• About this task: From the material that follows, count the lines with the word "brown" in them. Reply with the number only.

• Recorded data:
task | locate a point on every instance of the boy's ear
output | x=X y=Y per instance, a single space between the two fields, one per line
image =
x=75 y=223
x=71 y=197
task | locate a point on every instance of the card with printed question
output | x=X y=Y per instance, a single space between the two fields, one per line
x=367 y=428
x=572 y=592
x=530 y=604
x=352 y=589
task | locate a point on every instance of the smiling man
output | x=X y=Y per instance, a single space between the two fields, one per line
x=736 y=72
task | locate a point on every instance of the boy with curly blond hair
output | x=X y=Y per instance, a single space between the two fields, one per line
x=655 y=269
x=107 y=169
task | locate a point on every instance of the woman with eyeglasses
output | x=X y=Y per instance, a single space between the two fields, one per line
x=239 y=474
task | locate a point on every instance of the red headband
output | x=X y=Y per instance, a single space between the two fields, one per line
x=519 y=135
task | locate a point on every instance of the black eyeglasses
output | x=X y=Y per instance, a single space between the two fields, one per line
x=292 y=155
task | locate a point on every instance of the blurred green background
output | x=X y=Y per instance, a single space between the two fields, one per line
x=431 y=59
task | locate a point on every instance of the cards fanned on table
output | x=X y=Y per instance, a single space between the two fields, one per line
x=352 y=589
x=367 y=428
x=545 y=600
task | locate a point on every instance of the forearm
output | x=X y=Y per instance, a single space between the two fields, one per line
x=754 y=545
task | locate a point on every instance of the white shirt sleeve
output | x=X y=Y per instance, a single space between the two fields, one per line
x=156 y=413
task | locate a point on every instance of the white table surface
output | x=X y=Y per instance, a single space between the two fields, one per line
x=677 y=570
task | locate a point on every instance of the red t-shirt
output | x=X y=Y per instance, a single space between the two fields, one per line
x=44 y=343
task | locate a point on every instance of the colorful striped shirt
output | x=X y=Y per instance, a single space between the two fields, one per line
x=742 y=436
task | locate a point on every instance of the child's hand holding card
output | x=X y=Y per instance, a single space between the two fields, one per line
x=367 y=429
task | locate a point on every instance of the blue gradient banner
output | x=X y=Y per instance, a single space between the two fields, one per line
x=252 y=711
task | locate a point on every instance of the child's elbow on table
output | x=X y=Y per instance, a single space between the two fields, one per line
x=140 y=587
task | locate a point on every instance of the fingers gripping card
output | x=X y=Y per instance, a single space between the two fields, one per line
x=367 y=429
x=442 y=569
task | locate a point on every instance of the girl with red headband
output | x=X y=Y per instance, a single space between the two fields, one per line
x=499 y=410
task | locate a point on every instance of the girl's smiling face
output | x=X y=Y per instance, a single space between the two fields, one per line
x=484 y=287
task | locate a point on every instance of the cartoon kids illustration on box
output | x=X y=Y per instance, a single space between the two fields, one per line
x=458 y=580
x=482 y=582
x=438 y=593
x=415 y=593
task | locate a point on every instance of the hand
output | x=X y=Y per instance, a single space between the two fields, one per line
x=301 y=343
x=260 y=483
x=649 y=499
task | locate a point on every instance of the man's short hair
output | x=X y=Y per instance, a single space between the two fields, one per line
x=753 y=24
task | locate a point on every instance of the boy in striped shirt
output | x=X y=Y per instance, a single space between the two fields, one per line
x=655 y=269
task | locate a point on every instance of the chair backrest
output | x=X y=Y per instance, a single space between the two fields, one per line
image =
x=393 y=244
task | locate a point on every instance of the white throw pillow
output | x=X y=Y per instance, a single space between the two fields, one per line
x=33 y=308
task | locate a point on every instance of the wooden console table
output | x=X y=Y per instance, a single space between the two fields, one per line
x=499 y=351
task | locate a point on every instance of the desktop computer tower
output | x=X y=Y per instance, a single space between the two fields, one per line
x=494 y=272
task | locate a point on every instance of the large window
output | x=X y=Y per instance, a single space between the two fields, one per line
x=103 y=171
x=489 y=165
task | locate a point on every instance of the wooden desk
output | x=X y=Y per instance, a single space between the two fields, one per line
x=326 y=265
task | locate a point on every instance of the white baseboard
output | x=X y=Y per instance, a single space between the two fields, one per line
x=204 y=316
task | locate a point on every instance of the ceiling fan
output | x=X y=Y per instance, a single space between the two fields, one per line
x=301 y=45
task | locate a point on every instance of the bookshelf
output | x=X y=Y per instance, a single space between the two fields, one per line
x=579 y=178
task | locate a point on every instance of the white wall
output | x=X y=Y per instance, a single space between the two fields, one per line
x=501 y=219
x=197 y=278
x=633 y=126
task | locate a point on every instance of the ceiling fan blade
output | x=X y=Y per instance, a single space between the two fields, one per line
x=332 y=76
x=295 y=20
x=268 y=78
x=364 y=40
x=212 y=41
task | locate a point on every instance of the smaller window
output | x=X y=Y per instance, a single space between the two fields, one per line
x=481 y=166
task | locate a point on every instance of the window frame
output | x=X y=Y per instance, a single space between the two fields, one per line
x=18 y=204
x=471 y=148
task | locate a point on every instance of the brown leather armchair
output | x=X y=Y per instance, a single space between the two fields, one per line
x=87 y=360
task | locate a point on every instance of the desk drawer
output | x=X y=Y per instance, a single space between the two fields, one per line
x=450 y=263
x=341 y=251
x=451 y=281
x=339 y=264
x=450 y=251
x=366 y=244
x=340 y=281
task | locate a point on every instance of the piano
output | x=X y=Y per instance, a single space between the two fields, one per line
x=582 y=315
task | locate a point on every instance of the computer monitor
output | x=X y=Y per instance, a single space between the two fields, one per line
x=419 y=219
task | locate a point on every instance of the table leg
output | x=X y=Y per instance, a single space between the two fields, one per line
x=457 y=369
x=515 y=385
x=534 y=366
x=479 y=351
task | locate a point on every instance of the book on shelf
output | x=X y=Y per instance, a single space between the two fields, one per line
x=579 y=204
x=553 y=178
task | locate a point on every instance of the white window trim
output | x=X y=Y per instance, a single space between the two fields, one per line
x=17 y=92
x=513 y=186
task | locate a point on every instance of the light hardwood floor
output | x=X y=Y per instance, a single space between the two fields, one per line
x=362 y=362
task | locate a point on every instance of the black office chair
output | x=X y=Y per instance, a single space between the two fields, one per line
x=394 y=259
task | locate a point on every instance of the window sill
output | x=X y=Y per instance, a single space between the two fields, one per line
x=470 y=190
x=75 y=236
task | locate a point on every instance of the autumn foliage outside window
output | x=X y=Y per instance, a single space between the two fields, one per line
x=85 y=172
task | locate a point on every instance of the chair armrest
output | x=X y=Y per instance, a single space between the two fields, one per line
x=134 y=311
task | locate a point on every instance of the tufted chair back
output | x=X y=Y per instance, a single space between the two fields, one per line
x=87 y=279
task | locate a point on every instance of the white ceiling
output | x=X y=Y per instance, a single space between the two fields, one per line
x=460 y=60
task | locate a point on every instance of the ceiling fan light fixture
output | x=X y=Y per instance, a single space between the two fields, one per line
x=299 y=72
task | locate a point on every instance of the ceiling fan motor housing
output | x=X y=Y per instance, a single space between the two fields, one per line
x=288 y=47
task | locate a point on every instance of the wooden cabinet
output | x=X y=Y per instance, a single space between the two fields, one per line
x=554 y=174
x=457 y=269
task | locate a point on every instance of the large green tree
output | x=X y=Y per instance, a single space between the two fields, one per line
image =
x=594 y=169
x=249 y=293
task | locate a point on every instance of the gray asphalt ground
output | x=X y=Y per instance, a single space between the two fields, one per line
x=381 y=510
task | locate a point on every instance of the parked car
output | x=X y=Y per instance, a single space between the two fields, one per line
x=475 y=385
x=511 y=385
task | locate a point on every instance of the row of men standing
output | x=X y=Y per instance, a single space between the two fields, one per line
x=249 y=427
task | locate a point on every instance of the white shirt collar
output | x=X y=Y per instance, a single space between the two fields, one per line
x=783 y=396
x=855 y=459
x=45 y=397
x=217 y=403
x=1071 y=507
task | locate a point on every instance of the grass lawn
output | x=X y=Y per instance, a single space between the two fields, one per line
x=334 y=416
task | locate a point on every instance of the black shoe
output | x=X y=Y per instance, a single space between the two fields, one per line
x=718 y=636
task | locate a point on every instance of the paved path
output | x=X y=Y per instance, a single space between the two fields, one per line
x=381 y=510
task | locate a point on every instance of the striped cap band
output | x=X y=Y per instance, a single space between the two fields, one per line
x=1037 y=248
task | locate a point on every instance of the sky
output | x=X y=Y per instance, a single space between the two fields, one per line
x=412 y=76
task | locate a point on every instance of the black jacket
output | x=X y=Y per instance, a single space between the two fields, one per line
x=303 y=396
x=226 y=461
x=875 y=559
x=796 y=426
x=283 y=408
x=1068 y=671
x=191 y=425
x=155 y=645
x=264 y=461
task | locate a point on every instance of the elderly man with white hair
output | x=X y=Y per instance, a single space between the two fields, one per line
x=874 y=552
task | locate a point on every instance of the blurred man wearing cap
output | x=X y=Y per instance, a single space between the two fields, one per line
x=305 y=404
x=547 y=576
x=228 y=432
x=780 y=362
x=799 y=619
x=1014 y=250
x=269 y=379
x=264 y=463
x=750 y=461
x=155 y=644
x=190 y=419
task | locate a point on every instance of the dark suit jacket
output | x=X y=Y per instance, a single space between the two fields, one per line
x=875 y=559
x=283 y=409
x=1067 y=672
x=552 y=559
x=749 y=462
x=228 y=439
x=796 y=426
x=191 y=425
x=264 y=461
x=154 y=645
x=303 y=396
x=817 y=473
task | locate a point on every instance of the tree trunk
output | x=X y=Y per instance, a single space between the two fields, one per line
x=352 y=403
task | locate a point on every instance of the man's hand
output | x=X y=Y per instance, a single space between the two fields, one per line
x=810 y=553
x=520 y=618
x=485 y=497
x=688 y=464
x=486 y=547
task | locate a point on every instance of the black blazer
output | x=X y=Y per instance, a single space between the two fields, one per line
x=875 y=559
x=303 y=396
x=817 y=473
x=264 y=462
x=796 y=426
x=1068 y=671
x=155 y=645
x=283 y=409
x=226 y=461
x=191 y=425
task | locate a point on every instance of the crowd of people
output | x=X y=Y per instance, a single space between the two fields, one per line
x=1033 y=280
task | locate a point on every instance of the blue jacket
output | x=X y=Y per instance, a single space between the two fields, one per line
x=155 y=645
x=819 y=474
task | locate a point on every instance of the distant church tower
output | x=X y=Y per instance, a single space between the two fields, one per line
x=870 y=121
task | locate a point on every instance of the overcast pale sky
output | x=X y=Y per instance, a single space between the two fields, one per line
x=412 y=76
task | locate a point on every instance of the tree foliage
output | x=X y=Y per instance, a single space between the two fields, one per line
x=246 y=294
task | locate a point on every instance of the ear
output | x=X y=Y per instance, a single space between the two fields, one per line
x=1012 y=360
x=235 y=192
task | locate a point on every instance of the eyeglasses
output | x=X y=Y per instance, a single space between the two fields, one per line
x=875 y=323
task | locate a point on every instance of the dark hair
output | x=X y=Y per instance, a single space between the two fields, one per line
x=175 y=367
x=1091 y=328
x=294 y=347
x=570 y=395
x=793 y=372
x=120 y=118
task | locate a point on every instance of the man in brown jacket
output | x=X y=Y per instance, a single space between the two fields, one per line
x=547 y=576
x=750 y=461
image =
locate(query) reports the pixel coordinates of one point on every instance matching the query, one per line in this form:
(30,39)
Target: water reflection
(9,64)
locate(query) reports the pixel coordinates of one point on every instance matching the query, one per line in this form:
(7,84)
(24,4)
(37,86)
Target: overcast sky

• Solved problem: 2